> [Source material]
=== Section Start ===

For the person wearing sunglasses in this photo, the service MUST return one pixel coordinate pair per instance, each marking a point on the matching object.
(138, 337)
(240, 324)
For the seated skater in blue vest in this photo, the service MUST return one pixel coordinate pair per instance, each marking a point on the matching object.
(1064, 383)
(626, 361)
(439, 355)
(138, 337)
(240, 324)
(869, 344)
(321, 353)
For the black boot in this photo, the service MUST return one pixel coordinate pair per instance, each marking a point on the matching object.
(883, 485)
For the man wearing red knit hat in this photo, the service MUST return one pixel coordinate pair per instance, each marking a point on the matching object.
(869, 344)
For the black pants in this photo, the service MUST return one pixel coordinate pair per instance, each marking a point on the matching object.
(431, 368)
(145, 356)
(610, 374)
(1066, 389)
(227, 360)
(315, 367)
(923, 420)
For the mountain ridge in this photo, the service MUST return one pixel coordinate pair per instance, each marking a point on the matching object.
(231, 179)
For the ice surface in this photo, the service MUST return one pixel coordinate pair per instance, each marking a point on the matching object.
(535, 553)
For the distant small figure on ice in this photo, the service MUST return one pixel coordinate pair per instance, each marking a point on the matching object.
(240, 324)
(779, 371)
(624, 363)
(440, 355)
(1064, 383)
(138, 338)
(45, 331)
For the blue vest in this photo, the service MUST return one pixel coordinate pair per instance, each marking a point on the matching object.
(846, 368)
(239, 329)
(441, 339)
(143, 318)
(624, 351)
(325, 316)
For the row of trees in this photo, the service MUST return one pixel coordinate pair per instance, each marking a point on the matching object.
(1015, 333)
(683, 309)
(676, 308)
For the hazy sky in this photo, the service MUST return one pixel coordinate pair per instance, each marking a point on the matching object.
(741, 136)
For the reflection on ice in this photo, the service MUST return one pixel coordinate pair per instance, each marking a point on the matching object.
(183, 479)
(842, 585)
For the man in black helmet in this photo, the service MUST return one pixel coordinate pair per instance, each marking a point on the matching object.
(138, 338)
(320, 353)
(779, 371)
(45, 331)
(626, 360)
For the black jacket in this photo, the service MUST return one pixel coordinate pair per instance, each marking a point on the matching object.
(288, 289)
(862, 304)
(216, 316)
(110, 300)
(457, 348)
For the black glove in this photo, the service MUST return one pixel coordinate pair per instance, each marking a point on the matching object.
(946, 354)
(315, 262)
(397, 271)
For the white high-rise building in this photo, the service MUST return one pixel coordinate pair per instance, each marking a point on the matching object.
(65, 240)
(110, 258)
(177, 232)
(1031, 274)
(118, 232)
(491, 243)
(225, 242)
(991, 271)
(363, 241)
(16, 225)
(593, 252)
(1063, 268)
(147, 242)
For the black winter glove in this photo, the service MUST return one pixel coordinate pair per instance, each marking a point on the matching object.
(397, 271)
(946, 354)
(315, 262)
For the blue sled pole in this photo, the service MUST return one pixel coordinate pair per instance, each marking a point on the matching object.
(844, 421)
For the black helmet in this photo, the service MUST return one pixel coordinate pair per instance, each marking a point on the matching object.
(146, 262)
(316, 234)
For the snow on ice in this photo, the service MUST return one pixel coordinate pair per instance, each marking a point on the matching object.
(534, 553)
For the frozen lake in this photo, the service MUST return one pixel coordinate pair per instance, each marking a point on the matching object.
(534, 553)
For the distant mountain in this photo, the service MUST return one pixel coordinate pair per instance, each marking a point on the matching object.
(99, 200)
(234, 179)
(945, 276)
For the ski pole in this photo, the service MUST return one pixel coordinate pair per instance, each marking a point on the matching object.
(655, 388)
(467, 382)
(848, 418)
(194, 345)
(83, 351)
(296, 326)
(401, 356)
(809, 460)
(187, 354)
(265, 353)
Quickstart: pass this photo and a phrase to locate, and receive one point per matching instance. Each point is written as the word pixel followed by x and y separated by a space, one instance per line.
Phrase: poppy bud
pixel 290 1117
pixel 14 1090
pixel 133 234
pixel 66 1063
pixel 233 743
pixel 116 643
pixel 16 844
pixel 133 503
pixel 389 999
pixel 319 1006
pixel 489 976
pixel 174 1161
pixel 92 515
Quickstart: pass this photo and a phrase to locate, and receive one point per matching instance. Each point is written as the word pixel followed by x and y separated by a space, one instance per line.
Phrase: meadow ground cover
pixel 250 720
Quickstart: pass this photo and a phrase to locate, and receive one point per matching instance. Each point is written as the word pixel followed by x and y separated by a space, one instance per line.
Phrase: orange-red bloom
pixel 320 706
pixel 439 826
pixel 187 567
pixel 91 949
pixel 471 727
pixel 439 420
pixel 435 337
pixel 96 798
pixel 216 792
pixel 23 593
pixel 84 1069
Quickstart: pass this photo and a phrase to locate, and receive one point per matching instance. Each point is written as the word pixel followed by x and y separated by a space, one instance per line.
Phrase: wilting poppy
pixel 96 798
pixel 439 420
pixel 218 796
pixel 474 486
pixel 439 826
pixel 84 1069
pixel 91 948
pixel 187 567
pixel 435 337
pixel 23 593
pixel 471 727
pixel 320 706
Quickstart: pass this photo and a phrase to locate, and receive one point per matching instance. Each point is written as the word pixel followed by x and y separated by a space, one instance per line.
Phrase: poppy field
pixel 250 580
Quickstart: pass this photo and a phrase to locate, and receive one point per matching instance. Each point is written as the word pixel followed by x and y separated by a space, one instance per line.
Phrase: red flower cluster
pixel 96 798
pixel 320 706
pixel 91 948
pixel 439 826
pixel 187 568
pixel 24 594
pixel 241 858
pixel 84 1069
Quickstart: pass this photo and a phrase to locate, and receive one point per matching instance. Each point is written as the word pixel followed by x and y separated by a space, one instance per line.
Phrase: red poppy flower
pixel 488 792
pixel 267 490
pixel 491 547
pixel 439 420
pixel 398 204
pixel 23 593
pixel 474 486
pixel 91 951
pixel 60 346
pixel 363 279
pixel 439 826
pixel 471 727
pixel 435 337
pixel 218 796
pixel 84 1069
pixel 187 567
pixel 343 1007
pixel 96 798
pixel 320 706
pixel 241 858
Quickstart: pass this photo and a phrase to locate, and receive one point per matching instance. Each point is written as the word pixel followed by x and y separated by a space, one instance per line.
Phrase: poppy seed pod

=== Section End ===

> [Exercise] So that the data stays intact, repeat all of it exactly.

> [Solution to this exercise]
For the person wearing sunglasses in this photo, the service MUST return one pixel coordinate pair per instance, each marking a point on the matching object.
(138, 337)
(240, 324)
For the seated skater in blue vest in this photo, the service MUST return one pixel coordinate pair per instance, each marking a point on the matching object.
(1064, 383)
(626, 361)
(439, 355)
(138, 337)
(240, 324)
(869, 344)
(321, 353)
For the black boot in this photo, the service MUST return one pixel coordinate pair per instance, each marking a point on the matching object.
(883, 485)
For the man wearing red knit hat in this photo, the service MUST return one pixel coordinate pair per instance, each marking a point on the matching object.
(869, 344)
For the black pants in this photo, the service MUST return one pixel coordinate pair per instance, each marking a point on the matching object.
(431, 368)
(145, 356)
(610, 374)
(1066, 389)
(227, 360)
(315, 367)
(923, 420)
For the mountain ridge in this photo, the service MUST return one pixel coordinate pair per instance, each marking a point on the matching object.
(231, 179)
For the ice surface in this photo, the service MUST return one pixel coordinate pair per instance, each marking a point on the matching object.
(535, 553)
For the distant small figure on ice in this photo, the service MUST return one pixel coordinate pair per instance, each marking a point on the matching object.
(240, 324)
(779, 371)
(624, 363)
(440, 355)
(1064, 383)
(138, 338)
(45, 331)
For the blue vest in this photo, the service MUST return one pixel coordinate pair per instance, each marking a point on the matching object.
(846, 368)
(239, 329)
(441, 339)
(143, 318)
(624, 351)
(325, 316)
For the row of trees in this photo, the service MUST return one pixel coordinate pair per instance, each marking a point on the matching object.
(1015, 333)
(683, 309)
(676, 308)
For the hazy sky in this photo, the service MUST return one pixel coordinate pair per instance, each marking a point on the matching object.
(741, 136)
For the reflection on ice in this photo, the service MUST return one pixel coordinate pair per instance, each marking a point on the matching object.
(183, 479)
(842, 585)
For the man in black helmet in this photo, the service MUST return one pixel coordinate pair per instance, each marking a point on the matching object.
(138, 338)
(320, 353)
(779, 371)
(45, 331)
(626, 360)
For the black jacket in this photo, the service MUST return one pixel coordinate pair per instance, each marking a point on the matching object.
(288, 289)
(862, 304)
(216, 316)
(110, 300)
(457, 348)
For the black glove in this photo, the service MUST return one pixel coordinate pair per instance, each marking a point on the matching object.
(946, 354)
(315, 262)
(397, 271)
For the white high-rise building in this photo, the service MUST return one pixel coordinate pair per instance, each marking a point on the matching object.
(65, 240)
(110, 258)
(177, 232)
(1031, 274)
(118, 232)
(491, 243)
(225, 242)
(991, 271)
(363, 241)
(16, 225)
(593, 252)
(1063, 268)
(147, 242)
For the black winter glove in this photo, the service MUST return one pixel coordinate pair per instance, each marking a point on the matching object.
(397, 271)
(946, 354)
(315, 262)
For the blue sled pole in this photo, the service MUST return one pixel coordinate pair per instance, each marking a point on the matching object.
(844, 421)
For the black helmet in this photo, the service MUST return one pixel coordinate pair per instance, each marking a point on the matching object.
(146, 262)
(316, 234)
For the snow on ice in this photo, the service MUST return one pixel coordinate pair per instance, each marking a point on the matching object.
(534, 553)
For the frozen lake in this photo, the service MUST return one pixel coordinate pair per instance, each marking a point on the matching object.
(534, 553)
For the distant mountain in this photo, the service MUST return one pixel coordinate pair per instance, each marking a point on the matching object.
(99, 200)
(234, 179)
(945, 276)
For the ski pole in this photo, the service MUST return one pixel coordinate pair per instance, each marking a point on the matching object.
(655, 388)
(467, 382)
(848, 418)
(194, 345)
(83, 351)
(296, 326)
(401, 356)
(809, 460)
(187, 354)
(265, 353)
Quickstart: pass this photo and a phrase to locate, and receive one point per matching instance. Each point is written as the word pixel followed by x and y separated by a space, one instance per line.
Phrase: poppy bud
pixel 290 1117
pixel 14 1090
pixel 133 234
pixel 66 1063
pixel 233 743
pixel 116 643
pixel 16 844
pixel 133 503
pixel 389 999
pixel 319 1006
pixel 489 976
pixel 174 1161
pixel 92 515
Quickstart: pass this photo and a phrase to locate, and receive one point per matching instance. Each point is written as the word pixel followed by x and y separated by a space, one instance per line.
Phrase: meadow ground cover
pixel 250 720
Quickstart: pass this photo and a phrase to locate, and receive one point per matching instance. Each point is written as the word pixel followed by x and y separated by a space, one instance per line.
Phrase: orange-red bloom
pixel 320 706
pixel 439 826
pixel 187 567
pixel 91 949
pixel 471 727
pixel 439 420
pixel 435 337
pixel 96 798
pixel 216 792
pixel 23 593
pixel 84 1069
Quickstart: pass this photo and a phrase to locate, and receive one point per matching instance. Each point is written as the word pixel followed by x and y separated by a space, one instance per line.
Phrase: wilting poppy
pixel 96 798
pixel 439 420
pixel 218 796
pixel 474 486
pixel 439 826
pixel 84 1069
pixel 91 948
pixel 187 567
pixel 435 337
pixel 23 593
pixel 471 727
pixel 320 706
Quickstart: pass this photo and a phrase to locate, and receive one point per matching instance. Each point is written as the word pixel followed by x and y separated by a space, one instance per line.
Phrase: poppy field
pixel 250 580
Quickstart: pass this photo and a phrase to locate, and receive one point per matching instance. Each point is written as the word pixel followed by x and y separated by a space, one instance per line.
Phrase: red flower cluster
pixel 96 798
pixel 320 706
pixel 91 948
pixel 439 826
pixel 187 568
pixel 24 594
pixel 241 858
pixel 84 1069
Quickstart: pass this photo and a phrase to locate, and receive one point per matching instance. Each point is written as the word pixel followed by x and y separated by a space, one instance per line.
Phrase: red poppy flower
pixel 488 792
pixel 267 490
pixel 491 547
pixel 439 420
pixel 398 204
pixel 23 593
pixel 474 486
pixel 91 951
pixel 60 346
pixel 363 279
pixel 439 826
pixel 471 727
pixel 435 337
pixel 218 796
pixel 84 1069
pixel 187 567
pixel 343 1007
pixel 96 798
pixel 320 706
pixel 241 858
Quickstart: pass this photo and a phrase to locate, and receive one point per matching instance. Each point is written as the word pixel followed by x and y separated by a space, one instance per line.
Phrase: poppy seed pod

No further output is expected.